[Text section]:
Monday, July 15, 2013

No New News Wanted

While checking my email, I noticed a news story on the feed.  Hunger Hormone.  Actually, it's not new news.  A similar story was published in 2009 about ghrelin, the hormone that regulates hunger.  This year, though, scientists in England found the gene that triggers it.

Genetics.  Science.  Hard cold facts. New discoveries about how the body works.  Today's news looked at how our distant past altered our genetic code in ways that play out in the electrical circuits of our brains as well as our visage in the mirror.

Within a few hours the story had disappeared. Searching for it, I found it buried beneath a story of how the Boy Scouts will not be allowing really fat kids at this year's jamboree.

Fox News carried the same story, briefly, with the obligatory picture of an unidentified person's gut, just in case we should forget what a fat person looks like.

The comments following the story were full of hate.  Stories of what those people dare to put in their grocery carts.  I suppose those commenting eat only organic free-trade mulch.

[Items from a data source]:
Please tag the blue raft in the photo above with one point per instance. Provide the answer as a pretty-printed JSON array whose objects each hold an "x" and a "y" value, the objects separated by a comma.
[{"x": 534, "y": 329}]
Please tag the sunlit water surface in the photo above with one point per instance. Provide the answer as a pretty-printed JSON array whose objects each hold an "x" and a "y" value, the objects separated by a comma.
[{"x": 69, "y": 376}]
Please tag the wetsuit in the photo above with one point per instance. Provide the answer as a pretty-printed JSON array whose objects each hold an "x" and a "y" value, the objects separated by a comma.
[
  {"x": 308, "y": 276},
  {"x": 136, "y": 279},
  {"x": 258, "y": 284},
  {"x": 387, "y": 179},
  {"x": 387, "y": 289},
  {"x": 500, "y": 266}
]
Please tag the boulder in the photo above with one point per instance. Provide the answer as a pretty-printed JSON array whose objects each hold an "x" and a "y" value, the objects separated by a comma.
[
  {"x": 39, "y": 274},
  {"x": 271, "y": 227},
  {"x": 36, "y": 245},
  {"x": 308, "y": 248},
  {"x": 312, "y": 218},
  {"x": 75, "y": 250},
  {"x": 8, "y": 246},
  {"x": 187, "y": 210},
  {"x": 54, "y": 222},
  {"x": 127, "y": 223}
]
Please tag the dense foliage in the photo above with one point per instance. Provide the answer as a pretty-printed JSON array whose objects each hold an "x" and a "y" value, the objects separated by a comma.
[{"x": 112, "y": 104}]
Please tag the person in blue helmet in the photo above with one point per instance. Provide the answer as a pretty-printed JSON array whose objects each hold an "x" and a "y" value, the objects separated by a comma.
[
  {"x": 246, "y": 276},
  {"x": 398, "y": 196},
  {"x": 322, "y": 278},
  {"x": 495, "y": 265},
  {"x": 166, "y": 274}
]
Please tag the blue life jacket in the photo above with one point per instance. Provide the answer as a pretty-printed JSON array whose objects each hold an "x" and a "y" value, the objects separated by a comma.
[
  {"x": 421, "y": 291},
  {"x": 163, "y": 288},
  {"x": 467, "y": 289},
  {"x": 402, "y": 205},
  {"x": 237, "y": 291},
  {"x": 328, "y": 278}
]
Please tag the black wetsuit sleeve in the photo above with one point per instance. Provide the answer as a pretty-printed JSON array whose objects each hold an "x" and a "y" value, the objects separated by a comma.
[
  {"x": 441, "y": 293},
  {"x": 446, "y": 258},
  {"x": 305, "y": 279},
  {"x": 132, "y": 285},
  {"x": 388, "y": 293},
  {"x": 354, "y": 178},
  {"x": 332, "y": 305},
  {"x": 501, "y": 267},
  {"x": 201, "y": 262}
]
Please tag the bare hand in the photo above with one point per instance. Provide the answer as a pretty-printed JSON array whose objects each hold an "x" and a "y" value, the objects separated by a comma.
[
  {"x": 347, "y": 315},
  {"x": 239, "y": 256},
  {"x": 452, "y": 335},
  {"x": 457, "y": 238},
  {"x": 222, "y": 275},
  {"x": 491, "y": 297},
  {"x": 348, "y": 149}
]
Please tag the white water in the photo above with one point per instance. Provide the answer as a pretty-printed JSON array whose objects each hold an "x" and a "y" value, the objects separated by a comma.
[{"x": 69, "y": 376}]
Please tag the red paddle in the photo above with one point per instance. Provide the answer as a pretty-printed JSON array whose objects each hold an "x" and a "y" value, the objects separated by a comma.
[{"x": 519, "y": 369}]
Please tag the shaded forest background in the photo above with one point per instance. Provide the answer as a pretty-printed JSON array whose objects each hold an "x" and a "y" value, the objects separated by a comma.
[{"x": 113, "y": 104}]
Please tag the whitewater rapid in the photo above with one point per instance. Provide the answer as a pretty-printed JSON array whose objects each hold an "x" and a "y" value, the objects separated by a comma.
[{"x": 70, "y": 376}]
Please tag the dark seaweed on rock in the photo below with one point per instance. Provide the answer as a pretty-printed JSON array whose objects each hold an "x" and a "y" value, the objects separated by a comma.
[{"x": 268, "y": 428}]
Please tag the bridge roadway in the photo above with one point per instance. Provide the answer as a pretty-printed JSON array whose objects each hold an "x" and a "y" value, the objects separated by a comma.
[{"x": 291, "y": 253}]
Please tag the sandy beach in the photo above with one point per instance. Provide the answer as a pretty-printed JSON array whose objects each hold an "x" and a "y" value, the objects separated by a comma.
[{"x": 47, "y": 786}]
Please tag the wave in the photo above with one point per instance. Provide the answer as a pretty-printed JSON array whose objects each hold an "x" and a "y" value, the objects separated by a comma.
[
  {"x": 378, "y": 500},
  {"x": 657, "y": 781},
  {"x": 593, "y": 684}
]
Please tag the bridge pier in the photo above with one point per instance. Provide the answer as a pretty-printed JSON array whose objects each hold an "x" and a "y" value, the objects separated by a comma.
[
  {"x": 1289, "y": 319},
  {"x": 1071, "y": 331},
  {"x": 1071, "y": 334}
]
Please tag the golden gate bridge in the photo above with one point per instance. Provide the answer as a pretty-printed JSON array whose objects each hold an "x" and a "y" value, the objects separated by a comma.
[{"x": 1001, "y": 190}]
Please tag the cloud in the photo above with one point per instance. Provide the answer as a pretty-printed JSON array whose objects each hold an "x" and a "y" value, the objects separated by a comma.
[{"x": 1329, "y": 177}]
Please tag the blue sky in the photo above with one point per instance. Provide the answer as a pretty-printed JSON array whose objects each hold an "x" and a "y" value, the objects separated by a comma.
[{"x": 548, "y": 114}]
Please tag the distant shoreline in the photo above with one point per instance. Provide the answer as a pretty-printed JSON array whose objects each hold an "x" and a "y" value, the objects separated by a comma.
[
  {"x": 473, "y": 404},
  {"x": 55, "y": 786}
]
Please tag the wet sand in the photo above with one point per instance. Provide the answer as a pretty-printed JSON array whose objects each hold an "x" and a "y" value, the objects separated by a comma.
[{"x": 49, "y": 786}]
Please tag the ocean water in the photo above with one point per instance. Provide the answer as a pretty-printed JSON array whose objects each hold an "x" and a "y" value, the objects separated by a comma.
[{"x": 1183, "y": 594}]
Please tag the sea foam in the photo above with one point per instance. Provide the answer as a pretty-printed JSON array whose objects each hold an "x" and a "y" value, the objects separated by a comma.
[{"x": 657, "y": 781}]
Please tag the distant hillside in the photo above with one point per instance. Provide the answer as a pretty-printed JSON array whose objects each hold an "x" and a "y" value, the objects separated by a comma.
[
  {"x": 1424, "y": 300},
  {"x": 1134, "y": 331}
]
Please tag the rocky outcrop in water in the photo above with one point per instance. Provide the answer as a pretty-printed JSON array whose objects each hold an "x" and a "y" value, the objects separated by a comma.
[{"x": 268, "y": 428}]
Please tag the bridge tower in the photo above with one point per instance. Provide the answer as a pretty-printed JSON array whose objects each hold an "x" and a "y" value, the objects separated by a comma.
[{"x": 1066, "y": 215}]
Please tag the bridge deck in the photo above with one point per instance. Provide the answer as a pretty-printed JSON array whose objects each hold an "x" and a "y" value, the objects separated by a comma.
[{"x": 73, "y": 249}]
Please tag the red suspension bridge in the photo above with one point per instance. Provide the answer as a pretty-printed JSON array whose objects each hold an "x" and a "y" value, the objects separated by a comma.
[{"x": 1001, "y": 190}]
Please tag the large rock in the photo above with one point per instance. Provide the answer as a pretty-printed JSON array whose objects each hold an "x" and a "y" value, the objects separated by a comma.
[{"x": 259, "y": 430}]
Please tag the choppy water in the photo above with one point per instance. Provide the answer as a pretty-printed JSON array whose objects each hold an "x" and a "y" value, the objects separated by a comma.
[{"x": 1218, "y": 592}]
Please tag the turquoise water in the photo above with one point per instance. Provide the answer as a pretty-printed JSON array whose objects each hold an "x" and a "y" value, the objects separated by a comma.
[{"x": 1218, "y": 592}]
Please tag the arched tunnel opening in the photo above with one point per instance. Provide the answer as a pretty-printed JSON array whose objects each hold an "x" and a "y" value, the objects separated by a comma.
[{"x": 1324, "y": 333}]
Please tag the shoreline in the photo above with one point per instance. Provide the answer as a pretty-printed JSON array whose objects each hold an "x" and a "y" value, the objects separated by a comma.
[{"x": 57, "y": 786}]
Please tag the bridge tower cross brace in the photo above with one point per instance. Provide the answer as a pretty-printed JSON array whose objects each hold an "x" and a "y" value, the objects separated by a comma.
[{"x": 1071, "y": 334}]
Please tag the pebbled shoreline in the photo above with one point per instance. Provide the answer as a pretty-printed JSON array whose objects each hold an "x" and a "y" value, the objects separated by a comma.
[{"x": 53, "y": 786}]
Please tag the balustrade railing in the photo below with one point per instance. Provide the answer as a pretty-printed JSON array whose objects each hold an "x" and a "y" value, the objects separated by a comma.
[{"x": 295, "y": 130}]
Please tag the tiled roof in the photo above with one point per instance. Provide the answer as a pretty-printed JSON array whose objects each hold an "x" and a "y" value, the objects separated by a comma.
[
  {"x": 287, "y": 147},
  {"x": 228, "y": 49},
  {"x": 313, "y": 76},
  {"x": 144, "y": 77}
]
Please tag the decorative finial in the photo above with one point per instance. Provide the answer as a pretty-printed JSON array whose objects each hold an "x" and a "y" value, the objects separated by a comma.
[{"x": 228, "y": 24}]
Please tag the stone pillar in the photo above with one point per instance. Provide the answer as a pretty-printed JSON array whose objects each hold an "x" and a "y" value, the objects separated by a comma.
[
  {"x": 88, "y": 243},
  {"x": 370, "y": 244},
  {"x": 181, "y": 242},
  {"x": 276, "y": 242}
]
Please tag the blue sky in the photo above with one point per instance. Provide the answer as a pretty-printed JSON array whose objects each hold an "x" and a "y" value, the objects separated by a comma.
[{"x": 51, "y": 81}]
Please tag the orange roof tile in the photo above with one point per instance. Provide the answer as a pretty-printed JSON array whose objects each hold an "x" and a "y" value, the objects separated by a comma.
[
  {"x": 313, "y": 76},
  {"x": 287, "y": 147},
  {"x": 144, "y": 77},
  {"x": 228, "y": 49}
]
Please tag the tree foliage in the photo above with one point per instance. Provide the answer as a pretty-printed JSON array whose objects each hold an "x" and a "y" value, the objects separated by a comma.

[What you will do]:
[1] In the blog post about the hunger hormone news, what did scientists in England find this year?
[2] Write the next part of the blog post about the hunger hormone news, picking up after its last sentence.
The listing has no connection to the blog post about the hunger hormone news.

[Answers to the exercise]:
[1] They found the gene that triggers ghrelin, the hormone that regulates hunger.

[2]
Those commenting ranted about conspiracies by Big Pharma and challenged the validity of the study.  No one ever challenges the Obesity Epidemic.  It is sacred.  Like the curtain before the holy of holies, it must never be withdrawn.  Yet, obesity is only linked to diabetes.  News stories mention a  correlation.  The actual studies, when examined closely show  numbers that are rarely statistically significant and a lot of cherry picking:  Who is included in the study.  Whom they decide should be ignored.

Yet a study where they measured how much ghrelin was in the blood at various times and what the brain activity showed is dismissed.  Must be a hoax, the naysayers chant. Can't be true.

Why not?  Big Pharma? What about the $60 billion weight loss industry?  A lot of people have a lot invested in fat people sticking with options that never work, and paying more and more, hoping this time, if they work really hard and are really good. .. Too many sheep to fleece.

But mainly, if we got rid of the Obesity Epidemic and focused on scientific data, we'd have one less group we can feel good about hating.  Over the past century that pool has shrunk considerably.  And if we can't hate, if there is no one to whom we are superior, than we might have to face our own self-loathing, our  inability to comprehend math and science, our fear of our own uncontrolled hunger.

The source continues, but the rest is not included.